== The problem ==
Please render the entries below as a Markdown table with two columns, Row and Entry Line. Give each line a row number in order and its full text in the second column, leaving out blank lines.

== Available data ==
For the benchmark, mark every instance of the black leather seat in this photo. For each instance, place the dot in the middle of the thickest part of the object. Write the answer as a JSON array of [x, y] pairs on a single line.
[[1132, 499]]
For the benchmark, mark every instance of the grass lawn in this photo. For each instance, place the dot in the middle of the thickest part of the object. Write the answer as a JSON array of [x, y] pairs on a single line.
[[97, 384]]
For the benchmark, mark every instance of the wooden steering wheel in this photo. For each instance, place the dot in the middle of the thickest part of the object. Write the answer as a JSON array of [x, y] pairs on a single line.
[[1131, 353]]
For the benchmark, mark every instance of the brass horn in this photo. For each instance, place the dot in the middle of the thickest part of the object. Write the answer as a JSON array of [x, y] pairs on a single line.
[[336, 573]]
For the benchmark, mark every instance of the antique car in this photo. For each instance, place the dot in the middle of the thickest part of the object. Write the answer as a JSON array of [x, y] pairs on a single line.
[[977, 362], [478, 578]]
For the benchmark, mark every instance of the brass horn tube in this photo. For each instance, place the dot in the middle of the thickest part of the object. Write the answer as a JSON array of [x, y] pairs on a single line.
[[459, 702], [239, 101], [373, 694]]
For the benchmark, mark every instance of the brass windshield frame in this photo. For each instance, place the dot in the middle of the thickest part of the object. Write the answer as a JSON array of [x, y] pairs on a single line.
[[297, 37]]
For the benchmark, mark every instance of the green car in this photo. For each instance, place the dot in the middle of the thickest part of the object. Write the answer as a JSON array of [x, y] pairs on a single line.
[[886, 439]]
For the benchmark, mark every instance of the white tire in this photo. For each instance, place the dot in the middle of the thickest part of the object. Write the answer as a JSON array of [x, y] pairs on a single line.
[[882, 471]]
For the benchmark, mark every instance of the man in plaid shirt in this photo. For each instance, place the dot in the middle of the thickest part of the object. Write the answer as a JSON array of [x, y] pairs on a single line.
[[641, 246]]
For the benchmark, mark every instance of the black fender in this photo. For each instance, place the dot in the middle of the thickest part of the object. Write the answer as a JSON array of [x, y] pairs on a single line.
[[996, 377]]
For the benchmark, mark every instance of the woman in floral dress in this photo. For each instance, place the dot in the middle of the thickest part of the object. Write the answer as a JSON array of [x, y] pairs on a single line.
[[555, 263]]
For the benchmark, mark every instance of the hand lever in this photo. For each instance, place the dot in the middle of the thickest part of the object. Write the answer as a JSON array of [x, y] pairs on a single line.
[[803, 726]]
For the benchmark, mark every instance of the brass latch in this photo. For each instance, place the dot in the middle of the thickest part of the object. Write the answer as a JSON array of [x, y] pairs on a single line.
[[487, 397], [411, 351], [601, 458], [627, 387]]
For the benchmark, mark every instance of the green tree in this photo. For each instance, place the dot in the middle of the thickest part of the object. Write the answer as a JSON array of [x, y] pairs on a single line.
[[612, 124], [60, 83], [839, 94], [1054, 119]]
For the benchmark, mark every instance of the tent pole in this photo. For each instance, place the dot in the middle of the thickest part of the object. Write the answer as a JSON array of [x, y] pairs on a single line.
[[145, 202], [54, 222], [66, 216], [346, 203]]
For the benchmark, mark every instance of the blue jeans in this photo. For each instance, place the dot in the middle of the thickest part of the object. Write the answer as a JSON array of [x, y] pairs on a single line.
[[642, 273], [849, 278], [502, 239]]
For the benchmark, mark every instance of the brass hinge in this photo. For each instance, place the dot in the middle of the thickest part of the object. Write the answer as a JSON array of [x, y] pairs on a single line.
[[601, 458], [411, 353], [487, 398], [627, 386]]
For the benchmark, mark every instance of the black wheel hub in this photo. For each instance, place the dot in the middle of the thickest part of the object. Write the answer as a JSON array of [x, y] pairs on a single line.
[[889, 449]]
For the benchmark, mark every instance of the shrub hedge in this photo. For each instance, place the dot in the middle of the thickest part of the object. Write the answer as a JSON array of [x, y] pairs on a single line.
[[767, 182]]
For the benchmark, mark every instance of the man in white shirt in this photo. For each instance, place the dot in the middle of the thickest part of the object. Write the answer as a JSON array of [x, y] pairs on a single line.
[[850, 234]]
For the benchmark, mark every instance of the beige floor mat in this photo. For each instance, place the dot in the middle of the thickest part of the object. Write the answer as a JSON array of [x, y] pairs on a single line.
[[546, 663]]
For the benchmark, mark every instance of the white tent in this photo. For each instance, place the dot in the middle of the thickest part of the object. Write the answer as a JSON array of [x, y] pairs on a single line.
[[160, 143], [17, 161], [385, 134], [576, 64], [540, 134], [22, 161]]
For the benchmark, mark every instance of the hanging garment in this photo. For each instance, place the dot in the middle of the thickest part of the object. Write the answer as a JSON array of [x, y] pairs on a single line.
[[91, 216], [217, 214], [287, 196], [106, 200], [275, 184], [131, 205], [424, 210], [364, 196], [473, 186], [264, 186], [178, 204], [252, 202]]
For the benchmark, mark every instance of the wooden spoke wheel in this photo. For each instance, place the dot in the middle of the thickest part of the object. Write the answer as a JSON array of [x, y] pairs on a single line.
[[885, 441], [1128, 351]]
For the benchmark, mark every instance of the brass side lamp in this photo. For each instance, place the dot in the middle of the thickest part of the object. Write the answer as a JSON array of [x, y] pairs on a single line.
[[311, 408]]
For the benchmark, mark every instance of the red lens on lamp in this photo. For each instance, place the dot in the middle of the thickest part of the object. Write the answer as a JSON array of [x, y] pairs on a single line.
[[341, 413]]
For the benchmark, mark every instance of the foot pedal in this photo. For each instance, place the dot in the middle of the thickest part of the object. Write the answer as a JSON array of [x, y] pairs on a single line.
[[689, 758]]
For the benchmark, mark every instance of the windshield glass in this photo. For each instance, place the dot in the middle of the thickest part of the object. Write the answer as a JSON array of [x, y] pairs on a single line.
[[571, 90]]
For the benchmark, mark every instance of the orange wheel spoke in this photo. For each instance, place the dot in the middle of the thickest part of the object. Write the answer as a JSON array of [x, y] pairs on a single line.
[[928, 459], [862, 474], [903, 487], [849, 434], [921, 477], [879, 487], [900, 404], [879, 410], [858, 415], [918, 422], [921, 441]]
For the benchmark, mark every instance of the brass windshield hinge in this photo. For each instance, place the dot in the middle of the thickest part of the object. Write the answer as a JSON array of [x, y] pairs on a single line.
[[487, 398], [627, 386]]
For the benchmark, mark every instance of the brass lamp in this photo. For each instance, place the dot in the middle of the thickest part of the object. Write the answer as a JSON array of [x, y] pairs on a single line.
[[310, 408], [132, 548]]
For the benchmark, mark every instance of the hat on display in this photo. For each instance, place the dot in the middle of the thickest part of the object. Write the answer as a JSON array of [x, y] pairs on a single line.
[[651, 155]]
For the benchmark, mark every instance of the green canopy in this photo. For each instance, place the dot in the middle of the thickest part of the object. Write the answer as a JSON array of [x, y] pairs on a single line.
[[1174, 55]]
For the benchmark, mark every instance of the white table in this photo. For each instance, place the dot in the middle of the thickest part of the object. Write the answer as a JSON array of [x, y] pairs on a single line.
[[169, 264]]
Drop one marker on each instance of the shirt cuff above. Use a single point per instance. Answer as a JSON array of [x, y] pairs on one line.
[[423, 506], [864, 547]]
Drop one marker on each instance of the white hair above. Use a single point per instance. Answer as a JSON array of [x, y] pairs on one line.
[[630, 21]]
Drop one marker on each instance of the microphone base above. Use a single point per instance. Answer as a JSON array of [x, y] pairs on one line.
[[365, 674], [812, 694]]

== Worked answer ==
| Row | Entry Line |
|---|---|
| 1 | For the benchmark, mark every instance of the black leather seat in this photo. For each instance, place the dot in the middle of the thickest part of the object. Write the answer as a JSON array of [x, y] pairs on a single line. |
| 2 | [[1132, 499]] |
| 3 | For the benchmark, mark every instance of the grass lawn in this photo. For each instance, place the dot in the middle of the thickest part of the object. Write the answer as a JSON array of [x, y] pairs on a single line. |
| 4 | [[97, 384]] |
| 5 | For the benchmark, mark every instance of the wooden steering wheel in this photo. For each instance, place the dot in the middle of the thickest part of the object. Write the answer as a JSON array of [x, y] pairs on a single line. |
| 6 | [[1131, 353]] |
| 7 | For the benchmark, mark every instance of the brass horn in this photo. For each instance, place the dot in the middle of the thickest part of the object. Write the answer as a JSON array of [x, y] pairs on a single line. |
| 8 | [[336, 573]] |
| 9 | For the benchmark, mark every instance of the antique car in this photo. For each instance, place the dot in the middle of the thickest part of the object. Write the answer as a JSON array of [x, y] pairs on a single line. |
| 10 | [[977, 362], [478, 578]] |
| 11 | For the benchmark, mark every instance of the brass horn tube in this photo. For each instance, place the dot in the middle of the thickest part of the object. Write the answer as a JSON array of [x, y] pairs on a single line. |
| 12 | [[459, 702], [239, 101], [373, 694]] |
| 13 | For the benchmark, mark every instance of the brass windshield frame in this photo. For each instance, place the dot in the middle of the thickest part of the object. Write the answer as a JSON array of [x, y] pairs on a single line. |
| 14 | [[297, 37]] |
| 15 | For the benchmark, mark every instance of the green car in this photo. For each instance, place the dot in the middle of the thickest part of the object. Write the answer as a JSON array of [x, y] pairs on a single line. |
| 16 | [[886, 439]] |
| 17 | For the benchmark, mark every instance of the white tire in this photo. For each instance, place the dot in the middle of the thickest part of the object. Write the answer as a JSON array of [x, y] pairs on a single line. |
| 18 | [[882, 471]] |
| 19 | For the benchmark, mark every instance of the man in plaid shirt in this photo. For each instance, place the dot in the middle of the thickest part of the object. Write the answer as a JSON array of [x, y] pairs on a single line. |
| 20 | [[641, 246]] |
| 21 | For the benchmark, mark every instance of the black fender in this photo. For each instance, place the dot in the middle of the thickest part of the object. Write the answer as a JSON array of [x, y] pairs on a single line. |
| 22 | [[996, 377]] |
| 23 | For the benchmark, mark every instance of the woman in floral dress in this photo. For each instance, place the dot in the middle of the thickest part of the object. Write the answer as a JSON array of [x, y] pairs on a single line. |
| 24 | [[555, 263]] |
| 25 | For the benchmark, mark every instance of the hand lever in this photo. For each instance, place the dot in the middle of the thickest part of the object. Write the answer as a JSON array of [x, y] pairs on a single line. |
| 26 | [[803, 726]] |
| 27 | For the benchmark, mark every instance of the brass latch in this photo. For each instance, place the dot in the middle of the thickest part of the object. Write the answer as a JSON array of [x, y] pairs on a single line. |
| 28 | [[487, 397], [411, 351], [601, 458], [627, 387]] |
| 29 | For the benchmark, mark every instance of the green tree in this photo. For each instance, place the dot in the middle of the thickest part of the object. Write the answer as a JSON array of [x, y] pairs on a single line. |
| 30 | [[612, 124], [60, 83], [839, 94], [1054, 119]] |
| 31 | For the benchmark, mark every instance of the tent pole in this photo. For each instance, place the dot in the middle of the thickest part of the object. Write the answer as a JSON array of [x, y] pairs on a single line. |
| 32 | [[145, 202], [54, 222], [66, 216], [346, 203]] |
| 33 | For the benchmark, mark every instance of the blue jeans in this photo. For each instance, place the dot in the middle of the thickest part of the object. Write the answer as a JSON array of [x, y] pairs on a single line. |
| 34 | [[642, 273], [849, 278], [502, 239]] |
| 35 | For the benchmark, mark every instance of the brass hinge in this photo. For each instance, place the dot in the middle of the thickest part of the object. Write the answer as a JSON array of [x, y] pairs on a single line. |
| 36 | [[601, 458], [411, 353], [487, 398], [627, 386]] |
| 37 | For the benchmark, mark every instance of the black wheel hub in this photo. For each instance, place the dot in the middle of the thickest part of the object. Write the answer as a JSON array of [x, y] pairs on a single line. |
| 38 | [[889, 449]] |
| 39 | For the benchmark, mark every instance of the shrub hedge in this photo. For each instance, place the dot in the middle of the thickest part of the object. Write the answer as a JSON array of [x, y] pairs on a single line. |
| 40 | [[767, 182]] |
| 41 | For the benchmark, mark every instance of the man in white shirt in this photo. For each instance, place the dot in the middle of the thickest part of the object. Write the answer as a JSON array of [x, y] pairs on a single line. |
| 42 | [[850, 234]] |
| 43 | For the benchmark, mark every instance of the beige floor mat in this photo. For each instance, place the dot in the middle of the thickest part of the object. Write the answer as a JSON array of [x, y] pairs on a single line. |
| 44 | [[546, 663]] |
| 45 | For the benchmark, mark every instance of the white tent in this photo. For each instance, place the dot in the middle of the thickest part of the object. Write the answer as a JSON array of [x, y] pairs on a single line. |
| 46 | [[160, 143], [17, 161], [385, 134], [576, 64], [540, 134], [22, 161]] |
| 47 | For the benchmark, mark every instance of the hanging garment in this photo. For each instance, place the dot in the middle of the thickest part of the object. Write the answer as a JSON array of [x, y] pairs on a single line. |
| 48 | [[91, 216], [217, 214], [287, 196], [106, 200], [275, 184], [131, 205], [424, 210], [364, 196], [473, 186], [264, 186], [178, 204], [252, 202]] |
| 49 | For the benchmark, mark every instance of the wooden spoke wheel in this photo. For each instance, place the dot in the middle of the thickest part of the object. Write the answer as a JSON array of [x, y] pairs on a single line. |
| 50 | [[885, 441], [1128, 351]] |
| 51 | For the benchmark, mark every instance of the brass side lamp in this photo. For each instance, place the dot in the middle of the thickest part of the object. Write the answer as a JSON array of [x, y] pairs on a single line. |
| 52 | [[311, 408]] |
| 53 | For the benchmark, mark every instance of the red lens on lamp in this photo. For each instance, place the dot in the middle of the thickest part of the object. Write the answer as a JSON array of [x, y] pairs on a single line. |
| 54 | [[341, 413]] |
| 55 | For the benchmark, mark every instance of the foot pedal in this photo. For each instance, place the dot in the middle of the thickest part of the object. Write the answer as a JSON array of [x, y] pairs on a single line. |
| 56 | [[689, 758]] |
| 57 | For the benchmark, mark every instance of the windshield glass in this photo. For each instance, place the dot in the middle of the thickest part of the object. Write the answer as a JSON array of [x, y] pairs on a single line. |
| 58 | [[571, 90]] |
| 59 | For the benchmark, mark every instance of the orange wheel spoke in this photo. For each instance, place the dot in the middle of the thickest part of the object. Write the answer as a JSON array of [x, y] pairs on a single line. |
| 60 | [[928, 459], [862, 474], [903, 487], [849, 434], [921, 477], [879, 487], [900, 404], [879, 410], [858, 415], [918, 422], [921, 441]] |
| 61 | For the benchmark, mark every instance of the brass windshield hinge in this photo. For each instance, place the dot in the middle of the thickest part of the object. Write the answer as a JSON array of [x, y] pairs on a single line. |
| 62 | [[487, 398], [627, 386]] |
| 63 | For the benchmark, mark every instance of the brass lamp in this photo. For each instance, place the dot in the middle of the thickest part of the object. Write the answer as a JSON array of [x, y] pairs on a single line. |
| 64 | [[310, 408], [132, 548]] |
| 65 | For the benchmark, mark every instance of the hat on display in this photo. For each instance, place the dot in the middle of the thickest part of the object. Write the answer as a JSON array of [x, y] pairs on a single line. |
| 66 | [[651, 155]] |
| 67 | For the benchmark, mark every instance of the green canopy in this photo. For each instance, place the dot in the middle of the thickest part of the object. Write the answer as a JSON array of [x, y] pairs on a single line. |
| 68 | [[1174, 55]] |
| 69 | For the benchmark, mark every instance of the white table in this photo. For each instance, place the dot in the middle of the thickest part of the object. Write the answer as a JSON array of [x, y] pairs on a single line. |
| 70 | [[169, 264]] |
| 71 | Drop one marker on each instance of the shirt cuff above. Use a single point per instance. Answer as a JSON array of [x, y] pairs on one line. |
| 72 | [[423, 506], [864, 547]] |
| 73 | Drop one marker on each instance of the white hair above. Use a single point per instance. Answer as a JSON array of [x, y] pairs on one line. |
| 74 | [[630, 21]] |
| 75 | Drop one marker on each instance of the microphone base above. Use a single point per instance. Answer as a JSON array of [x, y] pairs on one line. |
| 76 | [[365, 674], [812, 694]] |